Given exercise » Write the data below out exactly as it stands. Do not include the pictures.

|---|

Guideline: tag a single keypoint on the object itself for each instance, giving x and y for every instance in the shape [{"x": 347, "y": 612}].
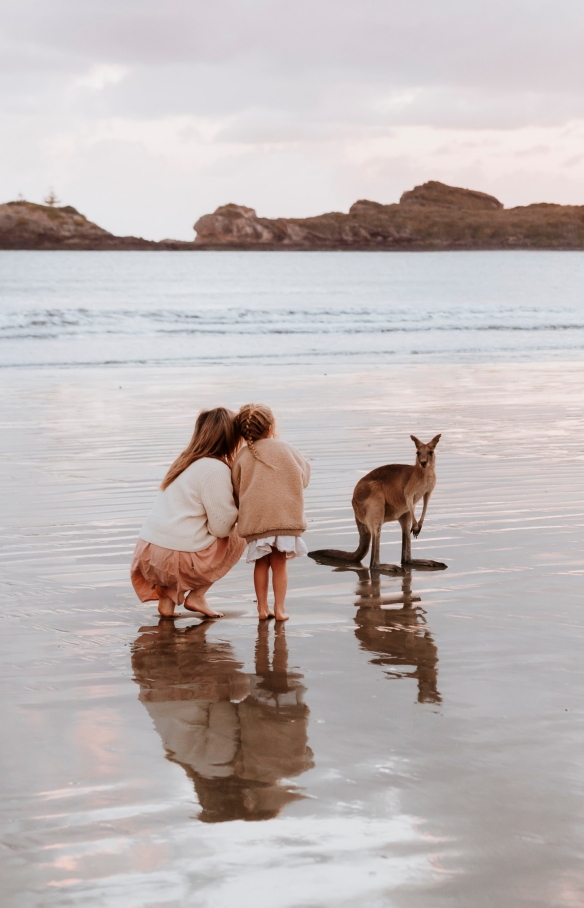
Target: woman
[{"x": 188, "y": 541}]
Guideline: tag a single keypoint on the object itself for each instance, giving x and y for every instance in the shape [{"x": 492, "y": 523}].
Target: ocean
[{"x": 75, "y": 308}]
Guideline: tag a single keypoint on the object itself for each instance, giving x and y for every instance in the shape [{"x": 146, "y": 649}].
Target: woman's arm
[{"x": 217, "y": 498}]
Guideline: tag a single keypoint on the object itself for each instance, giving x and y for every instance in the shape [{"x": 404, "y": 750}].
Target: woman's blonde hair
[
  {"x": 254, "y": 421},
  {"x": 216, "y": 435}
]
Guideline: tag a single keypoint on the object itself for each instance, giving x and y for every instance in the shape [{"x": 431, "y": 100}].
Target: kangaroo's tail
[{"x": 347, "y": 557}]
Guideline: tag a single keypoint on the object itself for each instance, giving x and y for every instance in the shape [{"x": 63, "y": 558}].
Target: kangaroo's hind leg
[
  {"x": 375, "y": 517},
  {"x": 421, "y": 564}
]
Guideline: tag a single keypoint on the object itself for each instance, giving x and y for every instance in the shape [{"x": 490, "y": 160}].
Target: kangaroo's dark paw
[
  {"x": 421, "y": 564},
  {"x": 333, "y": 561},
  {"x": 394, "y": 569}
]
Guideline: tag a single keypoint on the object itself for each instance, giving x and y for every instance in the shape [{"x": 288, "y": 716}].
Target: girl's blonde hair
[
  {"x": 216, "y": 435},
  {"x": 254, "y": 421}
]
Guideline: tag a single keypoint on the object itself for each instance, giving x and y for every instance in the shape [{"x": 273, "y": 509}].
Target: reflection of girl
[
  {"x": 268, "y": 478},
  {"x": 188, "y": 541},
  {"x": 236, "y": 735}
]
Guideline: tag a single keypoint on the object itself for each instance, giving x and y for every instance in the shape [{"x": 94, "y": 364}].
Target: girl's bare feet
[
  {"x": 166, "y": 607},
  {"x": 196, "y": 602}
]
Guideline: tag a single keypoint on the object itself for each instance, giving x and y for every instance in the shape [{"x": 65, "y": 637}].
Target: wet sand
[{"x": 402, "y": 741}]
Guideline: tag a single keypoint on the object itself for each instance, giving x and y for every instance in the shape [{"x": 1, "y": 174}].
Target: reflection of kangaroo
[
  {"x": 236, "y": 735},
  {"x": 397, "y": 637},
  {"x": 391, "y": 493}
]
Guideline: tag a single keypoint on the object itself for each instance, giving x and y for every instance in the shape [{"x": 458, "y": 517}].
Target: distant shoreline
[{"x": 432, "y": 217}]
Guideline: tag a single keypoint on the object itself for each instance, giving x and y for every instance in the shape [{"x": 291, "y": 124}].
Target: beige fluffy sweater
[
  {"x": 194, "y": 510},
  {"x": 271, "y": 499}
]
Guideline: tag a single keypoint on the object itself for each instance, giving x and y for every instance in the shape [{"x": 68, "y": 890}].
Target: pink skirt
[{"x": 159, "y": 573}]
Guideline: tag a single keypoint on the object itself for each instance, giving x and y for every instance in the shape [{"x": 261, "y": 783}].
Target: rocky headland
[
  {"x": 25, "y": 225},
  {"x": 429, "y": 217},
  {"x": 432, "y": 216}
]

|---|

Output of the task »
Guideline: tag a single keypoint on the object itself for each instance, giving x and y for every instance in the shape [{"x": 347, "y": 612}].
Target: woman
[{"x": 188, "y": 541}]
Guideline: tag a single keypoint on the object itself for each instance, giving x and y for every instance in the shape [{"x": 492, "y": 523}].
Target: ocean
[{"x": 75, "y": 308}]
Guideline: tag a single keypoint on the object itself for each instance, giving x and y for every instance in the shape [{"x": 146, "y": 649}].
Target: woman's arm
[{"x": 217, "y": 498}]
Guideline: tag a single keypoint on the object itself for each instance, giving x and y for every instance in the shape [{"x": 404, "y": 750}].
Target: woman's blonde hair
[
  {"x": 254, "y": 421},
  {"x": 216, "y": 435}
]
Guideline: tag a single keypoint on the object itself for each instance, giving x and y for every instance in the shape [{"x": 431, "y": 100}].
Target: kangaroo's tail
[{"x": 347, "y": 557}]
Guideline: tag a single keypoint on the object itself for each instance, giving x and y for every instance in the shape [{"x": 63, "y": 558}].
Target: kangaroo's hind leg
[
  {"x": 375, "y": 517},
  {"x": 421, "y": 564}
]
Guideline: tag a single keypoint on the object itself for each instance, giving x and y for every instance in the shape [{"x": 490, "y": 160}].
Target: kangaroo's dark paw
[
  {"x": 421, "y": 564},
  {"x": 333, "y": 561},
  {"x": 394, "y": 569}
]
Guideline: tag a single keypoint on the object itself for each instance, giving x and y for every instance in the shape [{"x": 288, "y": 716}].
Target: girl's blonde hair
[
  {"x": 216, "y": 435},
  {"x": 254, "y": 421}
]
Guideline: tag a single keypoint on the object itself for each instance, giving x and y for every instance in the shape [{"x": 273, "y": 509}].
Target: reflection of girl
[
  {"x": 268, "y": 478},
  {"x": 188, "y": 541},
  {"x": 236, "y": 735}
]
Guideline: tag a single keypoint on the object itself for each instance, giving x and y for every instance in the shape [{"x": 94, "y": 364}].
Target: girl's bare feet
[
  {"x": 166, "y": 607},
  {"x": 196, "y": 602}
]
Guideline: tag a single keypoint on the object itself for each instance, giving x and y for every instance in the shape [{"x": 65, "y": 637}].
Target: wet sand
[{"x": 402, "y": 741}]
Guideline: tag a single keypoint on the object itself for each instance, giving x and y for every instance in the shape [{"x": 1, "y": 174}].
Target: reflection of kangaroo
[
  {"x": 236, "y": 735},
  {"x": 397, "y": 637},
  {"x": 391, "y": 493}
]
Guideline: tag a single keypoint on the object itself for each instance, giving x and y for every instance in the shape [{"x": 458, "y": 517}].
Target: distant shoreline
[{"x": 432, "y": 217}]
Guideline: tag a single keypoint on the object itself for each instance, giving x and y for every instance in the shape [{"x": 291, "y": 124}].
Target: beige fluffy sweater
[
  {"x": 194, "y": 510},
  {"x": 271, "y": 499}
]
Guideline: tag a single keypoint on the object itself for each instance, giving x and y for every instance in the shape [{"x": 68, "y": 890}].
Target: pink skirt
[{"x": 159, "y": 573}]
Guideline: tag a single keypoint on the object itself for each instance, giving x and y for every instance in the shape [{"x": 261, "y": 783}].
Target: rocky headland
[
  {"x": 25, "y": 225},
  {"x": 429, "y": 217},
  {"x": 432, "y": 216}
]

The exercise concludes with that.